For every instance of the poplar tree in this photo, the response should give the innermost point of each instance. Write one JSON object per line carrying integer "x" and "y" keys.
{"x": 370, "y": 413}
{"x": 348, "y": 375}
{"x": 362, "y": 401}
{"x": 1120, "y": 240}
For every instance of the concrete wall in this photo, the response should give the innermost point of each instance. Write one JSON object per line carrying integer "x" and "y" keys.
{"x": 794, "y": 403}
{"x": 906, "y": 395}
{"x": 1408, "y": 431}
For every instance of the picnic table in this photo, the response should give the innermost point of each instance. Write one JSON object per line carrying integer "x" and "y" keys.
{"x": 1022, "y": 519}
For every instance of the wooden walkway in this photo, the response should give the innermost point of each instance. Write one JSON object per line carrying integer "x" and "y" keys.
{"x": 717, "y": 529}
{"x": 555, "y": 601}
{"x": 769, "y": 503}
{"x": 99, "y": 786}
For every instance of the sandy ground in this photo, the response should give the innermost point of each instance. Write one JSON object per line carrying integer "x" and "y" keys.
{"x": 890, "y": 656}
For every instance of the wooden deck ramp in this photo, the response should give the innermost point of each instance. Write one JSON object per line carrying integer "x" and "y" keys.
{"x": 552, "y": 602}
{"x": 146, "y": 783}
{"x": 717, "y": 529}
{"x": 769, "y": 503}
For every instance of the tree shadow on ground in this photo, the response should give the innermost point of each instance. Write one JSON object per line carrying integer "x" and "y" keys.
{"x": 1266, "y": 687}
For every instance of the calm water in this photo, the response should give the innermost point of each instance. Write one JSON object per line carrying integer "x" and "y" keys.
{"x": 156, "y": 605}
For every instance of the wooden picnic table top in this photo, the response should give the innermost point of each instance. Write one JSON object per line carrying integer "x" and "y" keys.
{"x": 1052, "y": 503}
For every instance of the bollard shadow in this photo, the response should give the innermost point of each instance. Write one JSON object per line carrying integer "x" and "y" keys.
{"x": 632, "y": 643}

══════════

Reproduce the lines word for word, starting with the line that contains "For every instance of the tree" and ending with the last line.

For every instance of the tree shadow on ground in this photo, the response should give the innermost point of each instance. Write one JSON object per line carrying integer "x" and "y" keys.
{"x": 1266, "y": 687}
For every instance of the calm water in this photo, the response should give the innermost point of each instance. Write one JSON object per line carrying integer "x" and "y" keys.
{"x": 156, "y": 605}
For every instance of the wooden picnic table top in this photo, the response should give the innermost point of each instance. Write one JSON object per line carrying integer "x" and "y" keys.
{"x": 1052, "y": 503}
For every instance of the bollard shadow in this photo, the response should give the innermost point of each instance. Write one JSON object per line carrying integer "x" and "y" keys.
{"x": 632, "y": 643}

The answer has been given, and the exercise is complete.